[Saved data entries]

┌──

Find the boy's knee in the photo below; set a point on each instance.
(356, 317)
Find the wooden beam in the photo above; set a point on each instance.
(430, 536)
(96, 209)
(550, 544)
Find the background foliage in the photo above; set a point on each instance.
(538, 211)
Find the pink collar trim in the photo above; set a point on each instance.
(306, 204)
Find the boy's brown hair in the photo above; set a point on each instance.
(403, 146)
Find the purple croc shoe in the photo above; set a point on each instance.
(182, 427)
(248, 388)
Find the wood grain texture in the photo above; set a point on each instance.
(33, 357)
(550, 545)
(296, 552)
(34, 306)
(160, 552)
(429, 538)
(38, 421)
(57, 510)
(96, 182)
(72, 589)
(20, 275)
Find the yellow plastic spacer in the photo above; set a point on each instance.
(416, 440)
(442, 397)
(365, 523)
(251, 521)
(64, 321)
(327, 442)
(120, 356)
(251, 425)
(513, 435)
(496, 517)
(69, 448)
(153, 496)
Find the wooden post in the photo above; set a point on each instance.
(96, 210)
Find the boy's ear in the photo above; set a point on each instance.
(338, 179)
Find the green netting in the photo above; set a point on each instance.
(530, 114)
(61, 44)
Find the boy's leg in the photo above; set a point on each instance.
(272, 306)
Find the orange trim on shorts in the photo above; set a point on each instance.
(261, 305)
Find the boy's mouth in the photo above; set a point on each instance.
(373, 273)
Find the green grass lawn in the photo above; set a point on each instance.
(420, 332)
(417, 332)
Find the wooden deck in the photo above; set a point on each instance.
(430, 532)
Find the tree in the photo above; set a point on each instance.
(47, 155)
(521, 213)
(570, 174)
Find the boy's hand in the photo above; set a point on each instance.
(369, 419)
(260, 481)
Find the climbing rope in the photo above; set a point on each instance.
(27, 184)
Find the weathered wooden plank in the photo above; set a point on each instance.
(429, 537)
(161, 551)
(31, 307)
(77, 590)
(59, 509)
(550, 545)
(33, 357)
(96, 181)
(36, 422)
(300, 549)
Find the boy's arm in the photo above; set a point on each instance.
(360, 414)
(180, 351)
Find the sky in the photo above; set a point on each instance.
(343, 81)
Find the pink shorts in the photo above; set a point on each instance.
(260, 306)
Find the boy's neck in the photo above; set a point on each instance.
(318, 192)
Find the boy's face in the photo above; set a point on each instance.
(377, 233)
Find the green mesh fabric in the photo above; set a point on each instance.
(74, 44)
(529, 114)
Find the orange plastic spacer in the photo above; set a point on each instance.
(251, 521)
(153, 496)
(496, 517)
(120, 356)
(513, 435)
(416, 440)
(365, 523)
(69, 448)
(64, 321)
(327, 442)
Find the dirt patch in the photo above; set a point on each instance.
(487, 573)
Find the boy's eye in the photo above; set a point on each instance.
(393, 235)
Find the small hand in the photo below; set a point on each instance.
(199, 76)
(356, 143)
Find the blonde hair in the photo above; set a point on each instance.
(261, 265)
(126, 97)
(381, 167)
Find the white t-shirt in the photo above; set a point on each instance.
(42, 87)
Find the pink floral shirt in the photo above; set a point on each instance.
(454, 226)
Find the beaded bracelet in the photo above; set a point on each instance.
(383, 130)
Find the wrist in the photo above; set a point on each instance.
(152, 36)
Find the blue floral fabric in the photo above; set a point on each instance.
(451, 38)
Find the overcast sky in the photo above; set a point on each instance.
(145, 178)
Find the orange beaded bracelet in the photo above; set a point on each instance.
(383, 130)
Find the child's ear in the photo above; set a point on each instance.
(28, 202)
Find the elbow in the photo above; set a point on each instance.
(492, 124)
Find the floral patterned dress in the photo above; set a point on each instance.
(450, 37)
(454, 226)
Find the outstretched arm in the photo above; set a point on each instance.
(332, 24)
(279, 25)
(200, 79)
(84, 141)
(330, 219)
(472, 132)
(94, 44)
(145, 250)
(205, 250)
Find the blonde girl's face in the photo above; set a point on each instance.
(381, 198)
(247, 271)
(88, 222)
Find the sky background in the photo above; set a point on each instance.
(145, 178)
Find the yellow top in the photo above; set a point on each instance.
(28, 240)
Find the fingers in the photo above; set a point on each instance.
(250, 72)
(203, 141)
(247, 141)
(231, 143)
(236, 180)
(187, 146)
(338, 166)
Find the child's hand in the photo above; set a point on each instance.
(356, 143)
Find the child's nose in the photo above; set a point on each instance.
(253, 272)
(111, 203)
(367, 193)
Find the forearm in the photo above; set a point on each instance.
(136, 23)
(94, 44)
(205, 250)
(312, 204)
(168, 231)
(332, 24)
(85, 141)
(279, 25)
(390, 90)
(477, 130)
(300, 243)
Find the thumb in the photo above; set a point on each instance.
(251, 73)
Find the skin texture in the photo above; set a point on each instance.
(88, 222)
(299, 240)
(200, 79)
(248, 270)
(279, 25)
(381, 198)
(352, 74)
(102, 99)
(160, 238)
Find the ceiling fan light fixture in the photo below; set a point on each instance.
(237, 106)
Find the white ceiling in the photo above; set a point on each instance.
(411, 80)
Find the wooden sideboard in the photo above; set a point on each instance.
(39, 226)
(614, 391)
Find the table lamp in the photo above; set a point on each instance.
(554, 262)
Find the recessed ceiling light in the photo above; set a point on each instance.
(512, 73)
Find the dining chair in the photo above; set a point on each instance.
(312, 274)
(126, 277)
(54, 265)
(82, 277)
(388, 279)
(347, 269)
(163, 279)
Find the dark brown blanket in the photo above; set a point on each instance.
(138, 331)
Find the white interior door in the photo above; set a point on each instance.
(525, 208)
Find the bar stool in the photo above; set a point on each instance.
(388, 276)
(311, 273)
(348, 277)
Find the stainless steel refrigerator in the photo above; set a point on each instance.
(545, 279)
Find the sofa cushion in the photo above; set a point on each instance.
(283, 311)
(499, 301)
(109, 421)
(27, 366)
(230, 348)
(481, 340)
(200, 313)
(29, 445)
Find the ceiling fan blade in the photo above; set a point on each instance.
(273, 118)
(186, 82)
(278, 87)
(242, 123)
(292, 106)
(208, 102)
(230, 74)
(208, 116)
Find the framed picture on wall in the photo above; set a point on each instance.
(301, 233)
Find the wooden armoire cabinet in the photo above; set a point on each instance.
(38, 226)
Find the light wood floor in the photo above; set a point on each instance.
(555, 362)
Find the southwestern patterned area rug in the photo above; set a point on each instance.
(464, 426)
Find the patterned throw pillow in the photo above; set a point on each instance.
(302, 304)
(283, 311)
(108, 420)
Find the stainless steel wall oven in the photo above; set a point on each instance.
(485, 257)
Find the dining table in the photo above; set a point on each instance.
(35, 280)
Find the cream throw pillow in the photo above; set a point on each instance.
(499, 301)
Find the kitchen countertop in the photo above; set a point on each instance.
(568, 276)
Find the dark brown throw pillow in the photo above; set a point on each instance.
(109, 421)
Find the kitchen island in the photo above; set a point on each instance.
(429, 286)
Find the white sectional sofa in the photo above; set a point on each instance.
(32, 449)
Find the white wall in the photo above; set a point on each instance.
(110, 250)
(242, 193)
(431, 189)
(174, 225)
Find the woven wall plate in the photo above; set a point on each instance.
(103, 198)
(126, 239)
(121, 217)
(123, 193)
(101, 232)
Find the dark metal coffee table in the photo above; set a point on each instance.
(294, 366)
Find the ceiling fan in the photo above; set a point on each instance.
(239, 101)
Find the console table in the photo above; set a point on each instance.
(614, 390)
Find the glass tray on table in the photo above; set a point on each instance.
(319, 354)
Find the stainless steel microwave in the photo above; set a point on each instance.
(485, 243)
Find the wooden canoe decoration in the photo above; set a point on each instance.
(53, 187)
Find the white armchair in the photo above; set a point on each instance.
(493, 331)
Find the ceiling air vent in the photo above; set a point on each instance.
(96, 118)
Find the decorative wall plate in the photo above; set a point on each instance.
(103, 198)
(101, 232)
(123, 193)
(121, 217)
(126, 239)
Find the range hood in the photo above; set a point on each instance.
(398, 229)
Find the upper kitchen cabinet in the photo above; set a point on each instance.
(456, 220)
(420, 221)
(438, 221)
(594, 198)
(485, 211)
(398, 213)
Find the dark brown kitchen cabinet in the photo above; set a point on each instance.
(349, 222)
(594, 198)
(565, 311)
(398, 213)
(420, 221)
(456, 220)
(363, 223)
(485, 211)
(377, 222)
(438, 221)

└──

* Task objective
Exactly the lines from the one containing "Find the range" to the final line of the data, both included, should be printed, and nothing more.

* Output
Find the range hood in the photo above; set a point on each instance.
(398, 229)
Find the upper kitchen cabinet in the photo above; set a point on each instance.
(456, 220)
(420, 221)
(438, 221)
(594, 198)
(485, 211)
(398, 213)
Find the dark brown kitchen cabinet in the photo above; set a point on each instance.
(349, 222)
(594, 198)
(565, 311)
(398, 213)
(420, 221)
(456, 220)
(363, 223)
(485, 211)
(377, 222)
(438, 221)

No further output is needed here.